[Task item]
Emit a verbatim copy of the lines running from the line with "Provide one point per instance of the short" through the end of the material below.

[Data extracts]

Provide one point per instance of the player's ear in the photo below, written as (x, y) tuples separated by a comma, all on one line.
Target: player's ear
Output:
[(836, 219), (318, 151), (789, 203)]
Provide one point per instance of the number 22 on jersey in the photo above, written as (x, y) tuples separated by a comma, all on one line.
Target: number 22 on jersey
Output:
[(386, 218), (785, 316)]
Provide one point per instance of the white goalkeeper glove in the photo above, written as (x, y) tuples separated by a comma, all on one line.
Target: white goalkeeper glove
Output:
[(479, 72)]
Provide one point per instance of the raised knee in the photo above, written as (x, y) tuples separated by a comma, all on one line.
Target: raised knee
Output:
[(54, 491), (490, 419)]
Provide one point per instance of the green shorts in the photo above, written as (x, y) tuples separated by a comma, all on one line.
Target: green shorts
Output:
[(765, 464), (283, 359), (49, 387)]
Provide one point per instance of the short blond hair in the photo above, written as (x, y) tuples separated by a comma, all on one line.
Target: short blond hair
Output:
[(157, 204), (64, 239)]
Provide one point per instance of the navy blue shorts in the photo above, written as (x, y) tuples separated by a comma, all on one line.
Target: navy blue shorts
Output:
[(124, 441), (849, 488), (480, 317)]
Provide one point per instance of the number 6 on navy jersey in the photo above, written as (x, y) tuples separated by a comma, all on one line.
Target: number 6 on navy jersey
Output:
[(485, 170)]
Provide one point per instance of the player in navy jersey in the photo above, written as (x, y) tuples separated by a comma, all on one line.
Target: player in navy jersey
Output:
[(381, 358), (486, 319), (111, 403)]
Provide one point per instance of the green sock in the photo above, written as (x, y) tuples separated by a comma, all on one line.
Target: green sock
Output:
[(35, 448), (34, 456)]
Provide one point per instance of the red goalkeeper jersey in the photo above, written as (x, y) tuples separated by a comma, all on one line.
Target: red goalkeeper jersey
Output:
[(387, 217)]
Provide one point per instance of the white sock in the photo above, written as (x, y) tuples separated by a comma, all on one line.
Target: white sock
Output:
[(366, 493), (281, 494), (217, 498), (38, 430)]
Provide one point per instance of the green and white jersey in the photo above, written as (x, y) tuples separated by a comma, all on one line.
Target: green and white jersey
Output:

[Response area]
Provide one point per instance of the short blond hair in the photo above, written as (x, y) tuples separated by a comma, all on one line.
Target: short blond hair
Output:
[(157, 204), (64, 239)]
Provide one point per instance of the navy blue shorts in the photo above, written as (x, y) tuples separated by a comma, all on one line.
Target: navy blue shorts
Output:
[(124, 441), (849, 488), (480, 317)]
Provide one point per instance of the number 6 on navy jersey in the photo above, written as (x, y) tuples separated by a comma, all on one line.
Target: number 6 on navy jersey
Output:
[(485, 170)]
Provide one point per instance of the player in navy jersey in the photo above, written as (x, y) tuples separated by a comma, all on one line.
Target: player in navy jersey
Output:
[(381, 358), (486, 319), (111, 403)]
Provide one point per instance of the green sock in the photo above, written as (x, y) tuples separated by a comma, all on one line.
Target: green sock
Output:
[(35, 448), (34, 456)]
Provide one point per instance of the red goalkeeper jersey in the photo above, written as (x, y) tuples separated by a comma, all on one line.
Target: red goalkeeper jersey
Output:
[(387, 217)]
Provide one point per instance of the white sock in the photo above, written as (x, y) tuples separated by a comma, all on one line.
Target: white sock
Output:
[(366, 493), (281, 494), (217, 498), (38, 430)]
Provide one point per instance of the green and white jersey in the photo above, written as (x, y) tuples separated by a comma, all on one line.
Target: green and white jersey
Output:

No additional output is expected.